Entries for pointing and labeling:

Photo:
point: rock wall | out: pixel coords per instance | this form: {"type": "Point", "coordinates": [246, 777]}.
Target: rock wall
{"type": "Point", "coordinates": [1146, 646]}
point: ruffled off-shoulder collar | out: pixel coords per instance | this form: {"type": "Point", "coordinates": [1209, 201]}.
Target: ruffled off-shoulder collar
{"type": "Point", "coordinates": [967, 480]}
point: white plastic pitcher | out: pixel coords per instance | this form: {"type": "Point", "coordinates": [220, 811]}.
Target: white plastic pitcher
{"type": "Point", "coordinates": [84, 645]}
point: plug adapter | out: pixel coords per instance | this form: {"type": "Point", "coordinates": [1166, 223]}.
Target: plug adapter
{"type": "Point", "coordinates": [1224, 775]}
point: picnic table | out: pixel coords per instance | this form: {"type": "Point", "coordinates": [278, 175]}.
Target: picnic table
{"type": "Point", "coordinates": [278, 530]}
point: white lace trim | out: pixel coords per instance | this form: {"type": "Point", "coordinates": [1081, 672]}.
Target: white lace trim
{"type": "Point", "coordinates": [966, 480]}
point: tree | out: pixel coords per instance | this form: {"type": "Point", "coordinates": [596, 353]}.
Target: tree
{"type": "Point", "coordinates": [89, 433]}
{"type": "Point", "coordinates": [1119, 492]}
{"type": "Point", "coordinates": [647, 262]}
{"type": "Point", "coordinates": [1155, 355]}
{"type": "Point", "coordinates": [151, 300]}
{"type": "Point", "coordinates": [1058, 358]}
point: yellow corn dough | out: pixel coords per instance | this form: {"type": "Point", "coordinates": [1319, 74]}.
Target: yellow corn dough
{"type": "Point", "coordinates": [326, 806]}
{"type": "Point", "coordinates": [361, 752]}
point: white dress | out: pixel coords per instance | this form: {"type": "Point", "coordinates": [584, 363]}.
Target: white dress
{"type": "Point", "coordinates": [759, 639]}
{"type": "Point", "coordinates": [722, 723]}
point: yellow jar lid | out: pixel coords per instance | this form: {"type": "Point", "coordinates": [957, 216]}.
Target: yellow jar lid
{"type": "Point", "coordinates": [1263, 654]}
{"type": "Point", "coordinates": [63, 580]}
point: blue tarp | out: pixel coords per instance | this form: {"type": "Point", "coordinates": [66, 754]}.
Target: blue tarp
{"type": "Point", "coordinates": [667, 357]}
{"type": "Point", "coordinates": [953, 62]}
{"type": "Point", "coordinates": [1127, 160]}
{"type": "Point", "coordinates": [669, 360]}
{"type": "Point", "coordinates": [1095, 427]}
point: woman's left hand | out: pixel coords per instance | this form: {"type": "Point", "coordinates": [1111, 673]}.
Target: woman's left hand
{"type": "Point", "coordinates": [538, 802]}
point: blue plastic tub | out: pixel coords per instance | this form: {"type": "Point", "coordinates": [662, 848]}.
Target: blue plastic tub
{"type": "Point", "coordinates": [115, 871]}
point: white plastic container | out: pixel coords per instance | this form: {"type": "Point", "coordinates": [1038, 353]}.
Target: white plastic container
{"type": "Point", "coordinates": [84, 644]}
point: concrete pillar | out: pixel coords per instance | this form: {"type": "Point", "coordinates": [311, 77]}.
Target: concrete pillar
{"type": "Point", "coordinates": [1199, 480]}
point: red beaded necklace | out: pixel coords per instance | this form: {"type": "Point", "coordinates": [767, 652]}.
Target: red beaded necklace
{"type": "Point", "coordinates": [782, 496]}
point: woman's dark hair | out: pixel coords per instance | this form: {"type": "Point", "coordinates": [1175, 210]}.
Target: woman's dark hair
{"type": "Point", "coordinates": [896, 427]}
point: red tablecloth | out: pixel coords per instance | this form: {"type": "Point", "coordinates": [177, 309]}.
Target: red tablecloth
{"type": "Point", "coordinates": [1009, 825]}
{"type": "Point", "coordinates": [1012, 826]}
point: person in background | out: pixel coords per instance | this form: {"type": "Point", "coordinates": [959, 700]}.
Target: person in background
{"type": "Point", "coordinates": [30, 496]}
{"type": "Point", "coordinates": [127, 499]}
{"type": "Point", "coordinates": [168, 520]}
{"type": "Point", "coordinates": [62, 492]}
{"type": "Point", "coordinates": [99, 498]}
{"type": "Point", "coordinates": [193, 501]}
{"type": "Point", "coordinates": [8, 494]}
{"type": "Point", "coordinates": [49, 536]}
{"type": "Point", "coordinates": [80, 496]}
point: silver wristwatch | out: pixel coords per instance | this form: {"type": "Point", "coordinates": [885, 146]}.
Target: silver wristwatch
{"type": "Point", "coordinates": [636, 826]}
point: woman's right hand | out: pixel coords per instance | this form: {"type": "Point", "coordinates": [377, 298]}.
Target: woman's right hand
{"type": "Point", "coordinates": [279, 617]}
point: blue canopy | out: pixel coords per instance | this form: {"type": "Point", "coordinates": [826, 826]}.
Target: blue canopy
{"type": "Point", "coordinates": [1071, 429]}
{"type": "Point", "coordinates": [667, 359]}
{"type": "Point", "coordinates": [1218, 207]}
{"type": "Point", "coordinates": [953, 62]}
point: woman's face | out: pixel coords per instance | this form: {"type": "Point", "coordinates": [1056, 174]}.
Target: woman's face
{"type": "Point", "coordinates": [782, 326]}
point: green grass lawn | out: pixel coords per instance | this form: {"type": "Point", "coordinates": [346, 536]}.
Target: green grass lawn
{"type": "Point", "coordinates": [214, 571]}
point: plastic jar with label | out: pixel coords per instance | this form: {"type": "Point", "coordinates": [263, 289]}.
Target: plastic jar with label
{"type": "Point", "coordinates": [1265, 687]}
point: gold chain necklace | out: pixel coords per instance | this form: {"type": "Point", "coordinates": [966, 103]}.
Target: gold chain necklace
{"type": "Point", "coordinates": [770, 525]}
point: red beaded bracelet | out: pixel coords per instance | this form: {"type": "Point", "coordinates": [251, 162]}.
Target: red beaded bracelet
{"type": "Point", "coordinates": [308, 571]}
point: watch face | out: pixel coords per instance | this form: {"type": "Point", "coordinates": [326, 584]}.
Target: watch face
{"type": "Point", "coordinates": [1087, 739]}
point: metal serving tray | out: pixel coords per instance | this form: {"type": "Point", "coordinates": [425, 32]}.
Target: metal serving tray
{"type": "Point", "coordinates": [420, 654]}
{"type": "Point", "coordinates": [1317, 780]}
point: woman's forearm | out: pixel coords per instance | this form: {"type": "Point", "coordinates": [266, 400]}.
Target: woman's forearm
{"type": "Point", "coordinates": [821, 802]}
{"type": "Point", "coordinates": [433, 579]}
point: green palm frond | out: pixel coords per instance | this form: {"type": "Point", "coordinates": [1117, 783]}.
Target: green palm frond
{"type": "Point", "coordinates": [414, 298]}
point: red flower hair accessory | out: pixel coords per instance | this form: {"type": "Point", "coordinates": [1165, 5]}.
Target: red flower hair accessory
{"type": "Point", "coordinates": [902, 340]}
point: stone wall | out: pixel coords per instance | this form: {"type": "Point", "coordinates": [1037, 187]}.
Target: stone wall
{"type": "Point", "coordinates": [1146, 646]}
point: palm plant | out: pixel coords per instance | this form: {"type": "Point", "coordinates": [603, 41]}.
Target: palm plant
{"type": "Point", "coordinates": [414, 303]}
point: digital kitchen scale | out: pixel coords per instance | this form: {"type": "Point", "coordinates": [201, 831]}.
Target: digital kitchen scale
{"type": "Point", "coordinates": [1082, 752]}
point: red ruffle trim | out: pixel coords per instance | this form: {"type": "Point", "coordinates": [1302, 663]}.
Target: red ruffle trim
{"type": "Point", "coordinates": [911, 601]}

Work to be completed: Present every line of the material above as a numbered list, omitting any blank lines.

Correct answer:
1. Photo:
2. point: rock wall | out: pixel coords per instance | this form: {"type": "Point", "coordinates": [246, 777]}.
3. Target: rock wall
4. {"type": "Point", "coordinates": [1146, 646]}
5. point: ruffled off-shoulder collar | out: pixel coords per instance | this form: {"type": "Point", "coordinates": [1209, 201]}.
6. Target: ruffled off-shoulder collar
7. {"type": "Point", "coordinates": [967, 480]}
8. point: white plastic pitcher | out: pixel coords per instance | this form: {"type": "Point", "coordinates": [220, 811]}.
9. Target: white plastic pitcher
10. {"type": "Point", "coordinates": [84, 645]}
11. point: plug adapter | out: pixel coords per instance | this form: {"type": "Point", "coordinates": [1166, 223]}.
12. Target: plug adapter
13. {"type": "Point", "coordinates": [1224, 775]}
14. point: picnic table | out: pixel coords per instance | this form: {"type": "Point", "coordinates": [278, 175]}.
15. Target: picnic table
16. {"type": "Point", "coordinates": [278, 530]}
17. point: white lace trim | out: pixel coords per instance | this form: {"type": "Point", "coordinates": [1081, 672]}.
18. Target: white lace trim
19. {"type": "Point", "coordinates": [966, 480]}
20. point: tree | out: pixel coords per instance | this form: {"type": "Point", "coordinates": [596, 353]}.
21. Target: tree
22. {"type": "Point", "coordinates": [89, 433]}
23. {"type": "Point", "coordinates": [1119, 492]}
24. {"type": "Point", "coordinates": [647, 262]}
25. {"type": "Point", "coordinates": [1155, 355]}
26. {"type": "Point", "coordinates": [151, 300]}
27. {"type": "Point", "coordinates": [1058, 358]}
28. point: yellow corn dough | out: pixel coords per instance | this form: {"type": "Point", "coordinates": [1319, 74]}.
29. Target: yellow corn dough
30. {"type": "Point", "coordinates": [326, 806]}
31. {"type": "Point", "coordinates": [361, 752]}
32. point: white dress | out: pixel coords per instance | this form: {"type": "Point", "coordinates": [584, 363]}.
33. Target: white dress
34. {"type": "Point", "coordinates": [759, 639]}
35. {"type": "Point", "coordinates": [722, 723]}
36. point: yellow jar lid | out: pixel coords per instance | this form: {"type": "Point", "coordinates": [957, 216]}.
37. Target: yellow jar lid
38. {"type": "Point", "coordinates": [1263, 654]}
39. {"type": "Point", "coordinates": [63, 580]}
40. point: blue tarp | out: pixel coords per instance | this form: {"type": "Point", "coordinates": [66, 754]}.
41. Target: blue tarp
42. {"type": "Point", "coordinates": [667, 357]}
43. {"type": "Point", "coordinates": [953, 62]}
44. {"type": "Point", "coordinates": [1127, 160]}
45. {"type": "Point", "coordinates": [669, 360]}
46. {"type": "Point", "coordinates": [1095, 427]}
47. point: woman's left hand | out: pixel coords per instance | this form: {"type": "Point", "coordinates": [1111, 673]}.
48. Target: woman's left hand
49. {"type": "Point", "coordinates": [538, 802]}
50. point: blue plastic tub | out: pixel coords per instance | this form: {"type": "Point", "coordinates": [662, 848]}.
51. Target: blue plastic tub
52. {"type": "Point", "coordinates": [115, 871]}
53. point: white plastic container | out: pixel coords per instance | this form: {"type": "Point", "coordinates": [1038, 353]}.
54. Target: white plastic container
55. {"type": "Point", "coordinates": [84, 644]}
56. point: concrete pillar | out: pixel coords per instance | this form: {"type": "Point", "coordinates": [311, 77]}.
57. Target: concrete pillar
58. {"type": "Point", "coordinates": [1199, 480]}
59. point: red beaded necklace | out: pixel coords per instance | this form: {"type": "Point", "coordinates": [767, 652]}.
60. Target: red beaded necklace
61. {"type": "Point", "coordinates": [782, 496]}
62. point: woman's dark hair | out: pixel coords per instance | this form: {"type": "Point", "coordinates": [1175, 210]}.
63. Target: woman's dark hair
64. {"type": "Point", "coordinates": [896, 427]}
65. point: red tablecloth | out: pixel coords per instance | this form: {"type": "Point", "coordinates": [177, 309]}.
66. Target: red tablecloth
67. {"type": "Point", "coordinates": [1009, 825]}
68. {"type": "Point", "coordinates": [1012, 826]}
69. point: person in background | out: pixel coords per instance | this form: {"type": "Point", "coordinates": [959, 700]}.
70. Target: person in background
71. {"type": "Point", "coordinates": [30, 496]}
72. {"type": "Point", "coordinates": [127, 499]}
73. {"type": "Point", "coordinates": [168, 520]}
74. {"type": "Point", "coordinates": [62, 492]}
75. {"type": "Point", "coordinates": [99, 498]}
76. {"type": "Point", "coordinates": [193, 501]}
77. {"type": "Point", "coordinates": [8, 494]}
78. {"type": "Point", "coordinates": [49, 536]}
79. {"type": "Point", "coordinates": [80, 496]}
80. point: silver wristwatch | out: pixel coords per instance | this form: {"type": "Point", "coordinates": [885, 146]}.
81. Target: silver wristwatch
82. {"type": "Point", "coordinates": [636, 826]}
83. point: woman's right hand | out: pixel coords per instance | this form: {"type": "Point", "coordinates": [377, 298]}.
84. Target: woman's right hand
85. {"type": "Point", "coordinates": [279, 617]}
86. point: blue canopy | out: pixel coords per instance | this form: {"type": "Point", "coordinates": [826, 826]}.
87. Target: blue canopy
88. {"type": "Point", "coordinates": [1071, 429]}
89. {"type": "Point", "coordinates": [667, 359]}
90. {"type": "Point", "coordinates": [1218, 207]}
91. {"type": "Point", "coordinates": [953, 62]}
92. point: woman's face | out: pixel coords per instance | this form: {"type": "Point", "coordinates": [1056, 174]}.
93. Target: woman's face
94. {"type": "Point", "coordinates": [782, 326]}
95. point: green grass lawn | out: pixel coords per instance | this form: {"type": "Point", "coordinates": [346, 536]}.
96. Target: green grass lawn
97. {"type": "Point", "coordinates": [214, 571]}
98. point: plastic jar with label | out: pixel coords per instance | this form: {"type": "Point", "coordinates": [263, 289]}.
99. Target: plastic jar with label
100. {"type": "Point", "coordinates": [1265, 687]}
101. point: gold chain necklace | out: pixel coords per instance | this form: {"type": "Point", "coordinates": [966, 103]}.
102. Target: gold chain necklace
103. {"type": "Point", "coordinates": [770, 525]}
104. point: red beaded bracelet | out: pixel coords per instance | this form: {"type": "Point", "coordinates": [251, 162]}.
105. Target: red beaded bracelet
106. {"type": "Point", "coordinates": [308, 571]}
107. point: watch face | out: pixel coords per instance | this form: {"type": "Point", "coordinates": [326, 584]}.
108. Target: watch face
109. {"type": "Point", "coordinates": [1087, 739]}
110. point: metal serving tray | out: pixel coords per instance | this form: {"type": "Point", "coordinates": [425, 32]}.
111. Target: metal serving tray
112. {"type": "Point", "coordinates": [420, 654]}
113. {"type": "Point", "coordinates": [1317, 780]}
114. point: woman's forearm | out: pixel coords per instance | this form: {"type": "Point", "coordinates": [266, 400]}.
115. Target: woman's forearm
116. {"type": "Point", "coordinates": [821, 802]}
117. {"type": "Point", "coordinates": [433, 579]}
118. point: green palm frond | out: pixel coords per instance | this form: {"type": "Point", "coordinates": [1117, 783]}.
119. Target: green palm frond
120. {"type": "Point", "coordinates": [414, 298]}
121. point: red flower hair accessory | out: pixel coords per instance | this form: {"type": "Point", "coordinates": [1165, 5]}.
122. Target: red flower hair accessory
123. {"type": "Point", "coordinates": [902, 340]}
124. point: stone wall | out: pixel coords per instance | this form: {"type": "Point", "coordinates": [1037, 187]}.
125. Target: stone wall
126. {"type": "Point", "coordinates": [1146, 646]}
127. point: palm plant | out: pixel coords per instance | this form: {"type": "Point", "coordinates": [603, 41]}.
128. Target: palm plant
129. {"type": "Point", "coordinates": [414, 303]}
130. point: digital kitchen scale | out: pixel coords per instance | this form: {"type": "Point", "coordinates": [201, 831]}.
131. Target: digital kitchen scale
132. {"type": "Point", "coordinates": [1082, 752]}
133. point: red ruffle trim | out: pixel coords per instance | this form: {"type": "Point", "coordinates": [1302, 663]}.
134. Target: red ruffle trim
135. {"type": "Point", "coordinates": [911, 601]}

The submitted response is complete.